THE PROBLEM: What is needed is an exact copy of the lines in the listing below, from the one with "find: dense foliage" up to and including the one with "soldier with cap", with no other lines.

INPUT MATERIAL:
━━━━━━━━━━━━━━━━
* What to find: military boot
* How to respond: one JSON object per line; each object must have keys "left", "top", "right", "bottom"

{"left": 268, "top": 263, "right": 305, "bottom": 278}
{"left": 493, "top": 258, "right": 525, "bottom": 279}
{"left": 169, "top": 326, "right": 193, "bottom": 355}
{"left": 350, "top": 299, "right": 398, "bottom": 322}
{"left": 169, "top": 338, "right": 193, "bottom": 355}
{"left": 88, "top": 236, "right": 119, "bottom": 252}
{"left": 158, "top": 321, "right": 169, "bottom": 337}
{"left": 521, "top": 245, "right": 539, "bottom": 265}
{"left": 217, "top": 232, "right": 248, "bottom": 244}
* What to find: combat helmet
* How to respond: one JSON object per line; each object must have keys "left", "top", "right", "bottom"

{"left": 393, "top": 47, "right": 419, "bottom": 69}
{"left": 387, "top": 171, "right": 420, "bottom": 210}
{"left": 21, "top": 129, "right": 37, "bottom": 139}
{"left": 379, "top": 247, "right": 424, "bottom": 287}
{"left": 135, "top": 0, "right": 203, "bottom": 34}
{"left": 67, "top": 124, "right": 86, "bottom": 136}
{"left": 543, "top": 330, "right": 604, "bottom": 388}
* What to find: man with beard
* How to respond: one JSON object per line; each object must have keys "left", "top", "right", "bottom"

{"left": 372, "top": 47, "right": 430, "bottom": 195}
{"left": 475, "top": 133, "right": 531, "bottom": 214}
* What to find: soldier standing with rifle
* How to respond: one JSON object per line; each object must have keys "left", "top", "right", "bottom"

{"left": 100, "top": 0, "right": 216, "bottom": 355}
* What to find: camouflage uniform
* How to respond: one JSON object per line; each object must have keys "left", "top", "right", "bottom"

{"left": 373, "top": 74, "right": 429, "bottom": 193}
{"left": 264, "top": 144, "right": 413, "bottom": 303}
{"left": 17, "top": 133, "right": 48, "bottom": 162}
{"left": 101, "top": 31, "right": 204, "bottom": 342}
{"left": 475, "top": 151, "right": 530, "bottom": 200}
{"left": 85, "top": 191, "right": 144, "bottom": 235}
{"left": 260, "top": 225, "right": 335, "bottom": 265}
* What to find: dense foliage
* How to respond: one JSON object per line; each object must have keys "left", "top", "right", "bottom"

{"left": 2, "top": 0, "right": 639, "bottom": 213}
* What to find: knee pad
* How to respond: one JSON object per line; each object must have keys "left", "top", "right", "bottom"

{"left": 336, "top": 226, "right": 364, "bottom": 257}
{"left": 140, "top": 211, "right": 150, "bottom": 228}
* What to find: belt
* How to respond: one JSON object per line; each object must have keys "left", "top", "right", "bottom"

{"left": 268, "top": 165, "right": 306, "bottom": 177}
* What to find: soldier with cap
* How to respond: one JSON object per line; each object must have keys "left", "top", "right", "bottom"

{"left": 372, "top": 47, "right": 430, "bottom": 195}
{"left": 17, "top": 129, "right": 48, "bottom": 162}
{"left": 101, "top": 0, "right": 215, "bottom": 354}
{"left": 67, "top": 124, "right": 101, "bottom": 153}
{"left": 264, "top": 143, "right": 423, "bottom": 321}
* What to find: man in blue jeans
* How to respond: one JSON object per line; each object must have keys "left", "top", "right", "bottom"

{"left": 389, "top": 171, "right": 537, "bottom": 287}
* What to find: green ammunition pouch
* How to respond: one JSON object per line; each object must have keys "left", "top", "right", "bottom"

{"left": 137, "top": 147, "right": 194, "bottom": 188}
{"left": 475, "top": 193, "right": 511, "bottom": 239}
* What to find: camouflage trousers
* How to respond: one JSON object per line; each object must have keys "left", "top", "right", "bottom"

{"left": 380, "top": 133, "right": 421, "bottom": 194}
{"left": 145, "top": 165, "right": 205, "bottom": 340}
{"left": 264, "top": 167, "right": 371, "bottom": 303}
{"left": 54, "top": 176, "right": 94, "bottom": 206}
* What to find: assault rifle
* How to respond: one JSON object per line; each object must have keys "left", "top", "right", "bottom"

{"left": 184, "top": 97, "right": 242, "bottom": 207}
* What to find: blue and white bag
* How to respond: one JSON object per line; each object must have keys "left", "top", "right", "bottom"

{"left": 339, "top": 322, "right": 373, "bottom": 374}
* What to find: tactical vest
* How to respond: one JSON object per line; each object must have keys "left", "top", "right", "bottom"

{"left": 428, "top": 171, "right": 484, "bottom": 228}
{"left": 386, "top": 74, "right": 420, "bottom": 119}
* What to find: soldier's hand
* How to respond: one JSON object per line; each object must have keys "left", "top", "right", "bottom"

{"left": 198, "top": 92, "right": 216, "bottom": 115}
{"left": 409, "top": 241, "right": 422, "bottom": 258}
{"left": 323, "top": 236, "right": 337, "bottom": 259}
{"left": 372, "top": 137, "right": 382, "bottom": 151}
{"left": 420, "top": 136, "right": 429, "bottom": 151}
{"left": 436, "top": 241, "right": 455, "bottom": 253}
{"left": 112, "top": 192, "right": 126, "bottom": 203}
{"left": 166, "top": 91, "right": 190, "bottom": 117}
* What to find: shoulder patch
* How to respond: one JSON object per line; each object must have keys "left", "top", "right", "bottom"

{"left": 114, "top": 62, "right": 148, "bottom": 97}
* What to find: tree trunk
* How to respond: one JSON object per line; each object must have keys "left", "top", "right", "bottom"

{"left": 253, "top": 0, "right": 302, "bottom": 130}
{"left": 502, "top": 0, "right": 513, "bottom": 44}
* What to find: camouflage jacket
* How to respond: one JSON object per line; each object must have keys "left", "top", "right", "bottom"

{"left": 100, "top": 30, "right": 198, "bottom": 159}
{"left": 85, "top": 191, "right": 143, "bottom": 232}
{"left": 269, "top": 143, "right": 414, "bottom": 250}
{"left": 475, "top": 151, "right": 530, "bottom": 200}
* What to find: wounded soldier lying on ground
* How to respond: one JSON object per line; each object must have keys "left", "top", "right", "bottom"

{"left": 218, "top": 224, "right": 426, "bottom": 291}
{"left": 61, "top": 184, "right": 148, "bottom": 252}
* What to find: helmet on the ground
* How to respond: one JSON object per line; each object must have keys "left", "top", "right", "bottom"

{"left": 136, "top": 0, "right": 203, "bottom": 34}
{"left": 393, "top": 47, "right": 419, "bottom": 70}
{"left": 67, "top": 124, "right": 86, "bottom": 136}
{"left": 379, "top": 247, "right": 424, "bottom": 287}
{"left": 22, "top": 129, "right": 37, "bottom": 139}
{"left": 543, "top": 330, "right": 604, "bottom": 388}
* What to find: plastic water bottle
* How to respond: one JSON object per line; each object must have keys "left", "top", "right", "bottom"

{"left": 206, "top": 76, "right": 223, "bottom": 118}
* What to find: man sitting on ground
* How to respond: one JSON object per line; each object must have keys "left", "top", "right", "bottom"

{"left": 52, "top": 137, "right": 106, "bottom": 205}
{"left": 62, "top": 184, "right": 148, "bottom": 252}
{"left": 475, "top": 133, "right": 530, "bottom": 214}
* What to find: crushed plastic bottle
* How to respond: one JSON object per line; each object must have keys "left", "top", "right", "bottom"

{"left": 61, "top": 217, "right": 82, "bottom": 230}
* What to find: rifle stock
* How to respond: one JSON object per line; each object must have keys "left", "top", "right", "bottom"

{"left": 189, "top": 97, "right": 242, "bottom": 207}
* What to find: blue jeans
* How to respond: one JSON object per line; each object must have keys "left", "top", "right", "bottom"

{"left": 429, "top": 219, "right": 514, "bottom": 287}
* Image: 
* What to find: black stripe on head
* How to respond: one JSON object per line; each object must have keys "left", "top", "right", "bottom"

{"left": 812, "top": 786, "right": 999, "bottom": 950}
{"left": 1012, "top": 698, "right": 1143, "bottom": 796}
━━━━━━━━━━━━━━━━
SOLUTION BELOW:
* What to find: dense foliage
* How to respond: one JSON object per line; each object must have keys "left", "top", "right", "bottom"

{"left": 2, "top": 0, "right": 639, "bottom": 213}
* What to find: knee pad
* How to respond: one JSON object per line; each object must have keys "left", "top", "right", "bottom"

{"left": 336, "top": 226, "right": 364, "bottom": 257}
{"left": 140, "top": 211, "right": 150, "bottom": 228}
* What to find: belt
* How to respond: one JSON object per line; each object must have keys "left", "top", "right", "bottom"

{"left": 268, "top": 165, "right": 306, "bottom": 177}
* What to find: soldier with cap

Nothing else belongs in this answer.